▽

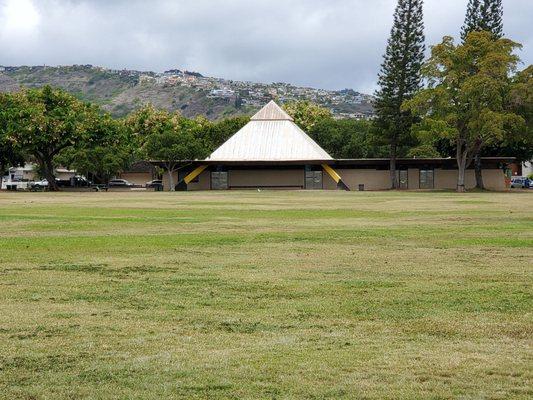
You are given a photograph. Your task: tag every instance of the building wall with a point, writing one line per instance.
(290, 178)
(138, 178)
(204, 181)
(372, 179)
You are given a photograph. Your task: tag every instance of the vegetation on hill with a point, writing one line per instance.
(122, 92)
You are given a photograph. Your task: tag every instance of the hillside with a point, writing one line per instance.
(121, 91)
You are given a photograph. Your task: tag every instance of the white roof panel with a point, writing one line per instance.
(271, 135)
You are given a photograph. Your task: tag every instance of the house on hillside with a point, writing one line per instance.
(272, 152)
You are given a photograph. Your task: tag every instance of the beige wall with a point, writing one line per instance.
(138, 178)
(371, 178)
(204, 181)
(291, 178)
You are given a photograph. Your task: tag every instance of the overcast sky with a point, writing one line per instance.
(330, 44)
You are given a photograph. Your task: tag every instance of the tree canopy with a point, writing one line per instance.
(468, 94)
(399, 79)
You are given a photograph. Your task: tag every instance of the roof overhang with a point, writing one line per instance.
(346, 163)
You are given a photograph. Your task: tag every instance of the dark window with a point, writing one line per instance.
(426, 179)
(313, 179)
(183, 174)
(219, 180)
(403, 181)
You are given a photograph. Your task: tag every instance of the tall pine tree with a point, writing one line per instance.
(482, 15)
(399, 78)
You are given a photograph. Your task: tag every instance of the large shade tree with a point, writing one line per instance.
(44, 122)
(174, 141)
(482, 15)
(10, 155)
(467, 100)
(399, 78)
(112, 153)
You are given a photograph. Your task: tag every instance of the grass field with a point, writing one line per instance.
(260, 295)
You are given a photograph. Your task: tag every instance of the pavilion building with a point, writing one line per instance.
(272, 152)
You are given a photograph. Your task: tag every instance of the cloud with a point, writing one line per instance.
(319, 43)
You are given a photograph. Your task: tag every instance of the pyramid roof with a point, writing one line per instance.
(271, 135)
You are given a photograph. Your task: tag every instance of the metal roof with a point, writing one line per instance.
(271, 135)
(271, 112)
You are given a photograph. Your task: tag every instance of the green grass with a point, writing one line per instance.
(317, 295)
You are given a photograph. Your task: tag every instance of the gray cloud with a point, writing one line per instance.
(320, 43)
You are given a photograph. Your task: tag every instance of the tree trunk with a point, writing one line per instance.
(393, 166)
(461, 168)
(171, 180)
(48, 170)
(479, 176)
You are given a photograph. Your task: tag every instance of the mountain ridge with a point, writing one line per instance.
(122, 91)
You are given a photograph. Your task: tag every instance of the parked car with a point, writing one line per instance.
(119, 183)
(154, 183)
(520, 182)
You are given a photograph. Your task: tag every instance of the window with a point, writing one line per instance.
(403, 182)
(219, 180)
(313, 179)
(426, 179)
(183, 174)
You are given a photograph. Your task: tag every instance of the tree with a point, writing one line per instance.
(10, 156)
(482, 15)
(175, 141)
(306, 114)
(399, 78)
(43, 122)
(345, 138)
(111, 154)
(468, 94)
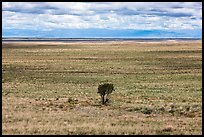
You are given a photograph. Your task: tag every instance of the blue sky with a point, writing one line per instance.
(102, 19)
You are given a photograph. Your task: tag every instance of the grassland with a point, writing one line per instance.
(51, 88)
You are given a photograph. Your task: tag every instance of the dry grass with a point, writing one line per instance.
(51, 88)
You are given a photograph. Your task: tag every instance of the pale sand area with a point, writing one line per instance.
(99, 42)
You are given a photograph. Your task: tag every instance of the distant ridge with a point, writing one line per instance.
(24, 39)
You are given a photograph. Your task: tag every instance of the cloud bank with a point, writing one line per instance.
(51, 16)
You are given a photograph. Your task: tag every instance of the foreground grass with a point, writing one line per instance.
(51, 88)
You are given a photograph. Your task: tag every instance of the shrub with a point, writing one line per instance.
(104, 90)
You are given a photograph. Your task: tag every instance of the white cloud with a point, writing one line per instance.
(116, 15)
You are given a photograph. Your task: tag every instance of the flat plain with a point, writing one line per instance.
(51, 87)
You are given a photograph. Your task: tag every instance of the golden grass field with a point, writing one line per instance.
(51, 88)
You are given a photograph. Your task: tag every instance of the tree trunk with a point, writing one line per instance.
(102, 99)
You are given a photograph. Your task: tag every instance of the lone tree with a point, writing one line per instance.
(104, 90)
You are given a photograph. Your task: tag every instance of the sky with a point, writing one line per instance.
(102, 19)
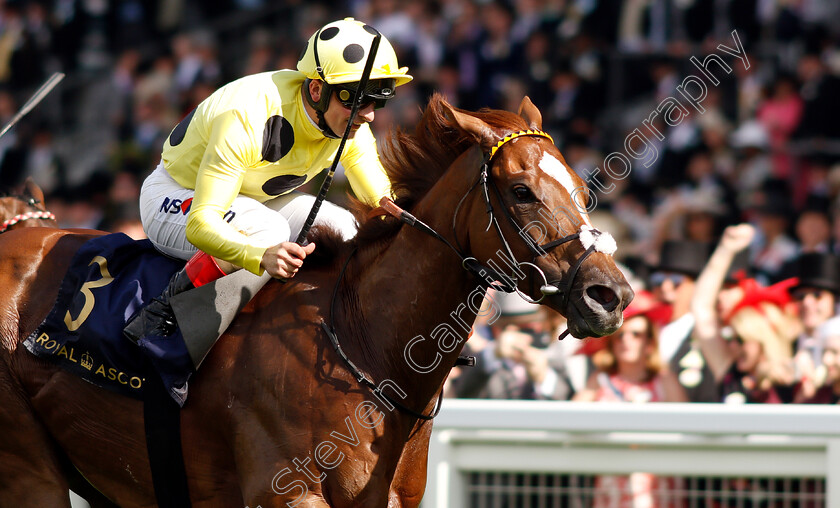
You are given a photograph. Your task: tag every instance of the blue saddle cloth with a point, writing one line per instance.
(110, 278)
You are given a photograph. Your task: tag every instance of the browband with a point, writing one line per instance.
(514, 135)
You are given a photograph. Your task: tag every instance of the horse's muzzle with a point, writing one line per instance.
(597, 309)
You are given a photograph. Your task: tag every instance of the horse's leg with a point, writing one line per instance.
(30, 470)
(409, 481)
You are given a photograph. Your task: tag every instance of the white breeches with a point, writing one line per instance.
(164, 205)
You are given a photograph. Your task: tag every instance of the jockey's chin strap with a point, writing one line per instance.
(39, 214)
(488, 277)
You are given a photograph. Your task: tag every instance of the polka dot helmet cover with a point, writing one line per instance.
(342, 51)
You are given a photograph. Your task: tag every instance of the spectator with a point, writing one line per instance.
(744, 333)
(519, 360)
(824, 387)
(816, 295)
(680, 339)
(629, 370)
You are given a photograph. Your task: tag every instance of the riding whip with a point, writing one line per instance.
(357, 102)
(34, 100)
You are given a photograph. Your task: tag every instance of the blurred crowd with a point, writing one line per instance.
(763, 155)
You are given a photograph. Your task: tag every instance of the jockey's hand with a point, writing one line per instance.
(283, 260)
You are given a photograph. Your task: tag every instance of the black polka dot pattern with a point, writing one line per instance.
(180, 130)
(353, 53)
(283, 183)
(329, 33)
(278, 139)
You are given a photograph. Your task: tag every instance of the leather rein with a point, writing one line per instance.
(487, 276)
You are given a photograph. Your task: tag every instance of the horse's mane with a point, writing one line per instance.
(414, 162)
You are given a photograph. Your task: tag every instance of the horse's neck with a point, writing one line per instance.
(419, 289)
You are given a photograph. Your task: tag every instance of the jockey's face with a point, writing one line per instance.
(337, 115)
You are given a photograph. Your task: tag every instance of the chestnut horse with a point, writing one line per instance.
(26, 211)
(276, 417)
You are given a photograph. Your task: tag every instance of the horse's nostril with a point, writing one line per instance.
(604, 296)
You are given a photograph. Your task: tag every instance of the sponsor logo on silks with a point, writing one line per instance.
(178, 206)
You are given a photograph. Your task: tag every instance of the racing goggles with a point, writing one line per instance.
(377, 92)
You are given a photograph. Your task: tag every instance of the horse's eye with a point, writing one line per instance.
(523, 194)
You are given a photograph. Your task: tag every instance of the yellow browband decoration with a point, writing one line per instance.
(515, 135)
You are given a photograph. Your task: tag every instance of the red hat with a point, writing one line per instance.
(754, 295)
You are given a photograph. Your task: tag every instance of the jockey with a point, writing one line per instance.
(223, 194)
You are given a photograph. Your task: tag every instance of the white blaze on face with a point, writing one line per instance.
(552, 166)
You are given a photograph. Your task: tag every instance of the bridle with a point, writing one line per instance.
(487, 276)
(39, 214)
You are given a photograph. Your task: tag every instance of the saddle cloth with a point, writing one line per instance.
(110, 278)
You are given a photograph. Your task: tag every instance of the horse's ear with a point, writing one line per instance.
(477, 128)
(33, 189)
(530, 113)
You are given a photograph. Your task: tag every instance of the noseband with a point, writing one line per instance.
(487, 276)
(39, 214)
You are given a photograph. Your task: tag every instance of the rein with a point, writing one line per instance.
(40, 214)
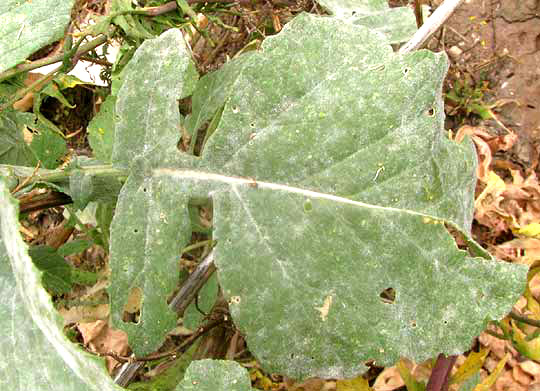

△

## REQUIREMENTS
Reproduce every one of the entries above verbatim, from the first to the last, omitting the pictures.

## PROBLEM SOLUTION
You are given a photograph. Your task: tag every instance of the building wall with a point, writing one line per instance.
(290, 178)
(138, 178)
(204, 181)
(372, 179)
You are given a photograph. Your task: tag every instance of the vegetation on hill with a point, writing one line per instance.
(122, 92)
You are given a photograph. Your task: tag every instance of the hillside with a point, writing one line per instance.
(121, 91)
You are given a photograph. Your task: tag every instance of the white roof panel with a point, writing one line per instance.
(271, 135)
You are given a photograph. Your task: tag every instance of the house on hillside with a point, writing one line per instance.
(272, 152)
You are given a photograph. Your task: tag every instance of the beige wall with a point, writing one line per instance.
(138, 178)
(371, 178)
(204, 181)
(291, 178)
You are given a photograph. Your task: tag every instance of the overcast sky with a point, writing one line per instance.
(330, 44)
You are given a photograph. Your task: tag every instance of the tree canopy with a point, writing one line per instance.
(468, 94)
(399, 79)
You are given a photograph. Your task: tag every instance of the roof overhang with a point, writing one line per instance.
(346, 163)
You are given a photograph. Your task: tag every instance of the dark window with a point, writing one line per instance.
(426, 179)
(313, 179)
(183, 174)
(219, 180)
(403, 181)
You are given a photograph. Your task: tag every instance of the tall pine tree with a point, writing one line per instance.
(482, 15)
(399, 78)
You are given a photograph. Your task: tag every instance of the large shade tree with a point, writing one line per instance.
(44, 122)
(174, 141)
(482, 15)
(10, 155)
(467, 100)
(399, 78)
(112, 153)
You are given a photograph. Your task: tag every instance of the grass field with a point, writing one line per instance.
(260, 295)
You are given a photograph. Your task: tag every instance of the pavilion building with a point, writing one line per instance.
(272, 152)
You are given a photograph. Your task: tag every instance of the cloud with a point, writing one line per instance.
(319, 43)
You are given a photograph. Your task: tag every instance of the pyramid roof with a point, writing one line per instance.
(271, 135)
You are given a photograph. Your task: tag every instance of the metal roof with a point, writing one line per instance.
(271, 135)
(271, 112)
You are given a photograph. Your task: tag every instance of the green grass with a point, writing one line per instance.
(317, 295)
You are given a photograph. Your task: tag every instance of the gray cloud with a point, writing one line per instance.
(320, 43)
You are given a photograph. Your task: tag every instance of the tree trunk with a point, writing one line per instance.
(393, 166)
(461, 168)
(171, 180)
(48, 170)
(479, 176)
You are given a photograph. Your task: tag every instance of the mountain ridge with a point, writing one line per instance.
(122, 91)
You are given a photograph. Your task: tag every instance of the parked car with a point, writing one line per instance.
(119, 183)
(154, 183)
(520, 182)
You are given a photograph. Your task: tag every instance of the window with a point, writing one line per instance.
(403, 182)
(219, 180)
(313, 179)
(426, 179)
(183, 174)
You are given a photograph. Your task: tag every instance of the tree with a point, writing one line per instance.
(10, 156)
(482, 15)
(175, 141)
(306, 114)
(399, 78)
(43, 122)
(345, 138)
(111, 154)
(468, 94)
You are given a photograph. Your task: tag every instance of the blue sky with a point, writing one line per instance.
(102, 19)
You are given a photograph. Your task: tag every instance of the grassland with a point, writing one line per instance.
(51, 88)
You are given a photograph. Your task: tag every instance of the dry grass with a point, writing one line per instance.
(51, 88)
You are given a photograph. Your task: tag every instance of the pale sand area with a point, writing one line per instance.
(99, 42)
You are given a photograph. Your task: tag every instance of the distant ridge with a point, writing one line per instance.
(24, 39)
You are given a photograph. Your task: tag every instance of the cloud bank with a point, writing one line per instance.
(51, 16)
You are given a photograph. Your task: tag every instance of the foreground grass with a point, writing one line per instance.
(51, 88)
You are given a photograph. Your task: tag every instance of the shrub with a point, writing one line per instance.
(104, 90)
You are given a photograph. Your task: tag every instance of the white cloud with a point, writing one line per instance.
(116, 15)
You are given a photograph. Your task: tag every instance of the flat plain with a point, writing one line per instance.
(51, 87)
You are given a photograph. Your task: tag every instance of the golden grass field with a point, writing one line per instance.
(51, 88)
You are given a photograph. Your task: tag every instance of the tree trunk with a point, writing one line per instance.
(102, 99)
You are given a photograph. Your task: tag every instance of the lone tree with a point, writing one line per instance.
(104, 90)
You are given a photograph. Your task: tag every instance of the sky with a point, writing one line per instance.
(102, 19)
You are given a photograph. Your task: tag every instance of the blue saddle cloth with a point, writing one line per instance.
(110, 278)
You are given a photograph. Your task: tag every instance of the browband with a point, writing one line per instance.
(514, 135)
You are given a photograph. Your task: tag every instance of the horse's muzzle with a point, writing one line per instance.
(597, 309)
You are given a photograph. Your task: tag every instance of the horse's leg with a point, writing one line per instance.
(30, 470)
(409, 481)
You are given a photograph. Your task: tag every instance of the white breeches with a point, writing one line per instance.
(164, 205)
You are given a photograph. Your task: tag every instance of the jockey's chin strap with a point, writing one line per instance.
(39, 214)
(488, 277)
You are given a photograph. Your task: tag every instance of the polka dot helmet cover with a point, writing one line per instance.
(342, 51)
You are given a photograph. Your task: tag every instance of the spectator with a point, writing one line per instance.
(744, 333)
(519, 360)
(824, 387)
(816, 295)
(680, 339)
(629, 370)
You are given a photograph. Your task: tag every instance of the riding whip with a point, writing one line per instance.
(357, 102)
(34, 100)
You are given a photograph. Your task: tag every instance of the blurred crowd with a point, writing one line per instance.
(763, 155)
You are given a photograph. Your task: tag every instance of the jockey's hand with a point, writing one line per instance.
(283, 260)
You are given a photograph. Your task: tag every instance of the black polka dot pattern with a point, writing one line per instance.
(180, 130)
(353, 53)
(283, 183)
(329, 33)
(278, 139)
You are given a photograph. Your task: tag every instance of the leather rein with a point, writing one line per instance.
(487, 276)
You are given a photograph. Your task: tag every instance of the horse's mane with a point, writing one line per instance.
(414, 162)
You are given a photograph. Your task: tag every instance of the horse's neck with a point, writing one line per instance.
(419, 289)
You are given a photograph. Your task: tag every instance of the jockey's face with a point, writing one line per instance.
(337, 115)
You are given a photograph. Your task: tag every instance of the chestnut horse with a point, writing one line per instance.
(26, 211)
(276, 417)
You are given a photograph. Your task: tag every instance of the horse's nostril with a point, writing one line per instance.
(604, 296)
You are given a photograph. Your task: tag every instance of the sponsor logo on silks with a point, writing one line per instance.
(178, 206)
You are given a photograph. Your task: tag every instance of the racing goggles with a point, writing one line per instance.
(377, 92)
You are given a photograph. Your task: tag every instance of the horse's eye with a point, writing one line per instance.
(523, 194)
You are given a photograph. Your task: tag every instance of the yellow browband decoration with a point, writing one line per instance.
(515, 135)
You are given a photograph. Your task: tag every instance of the red hat with a point, writing one line per instance.
(754, 295)
You are given a photograph. Your task: tag every instance of the jockey with a point, writing one line per instance.
(223, 194)
You are given a photograph. Your task: tag every instance of the white blaze on face with a point, writing one line per instance.
(552, 166)
You are given a photograph. Your task: tag every instance of the bridle with a point, writing one line per instance.
(487, 276)
(39, 214)
You are given a photograph. Your task: tag every instance of the saddle cloth with a point, writing one line per instance.
(110, 278)
You are given a photograph. Your task: tag every instance of the horse's ear with a point, writing one line per instance.
(477, 128)
(33, 189)
(530, 113)
You are given a photograph. Your task: tag every instance of the noseband with a point, writing one line per instance.
(487, 276)
(39, 214)
You are given a photograph. Your task: tag every instance of the rein with a point, writing one line per instance.
(40, 214)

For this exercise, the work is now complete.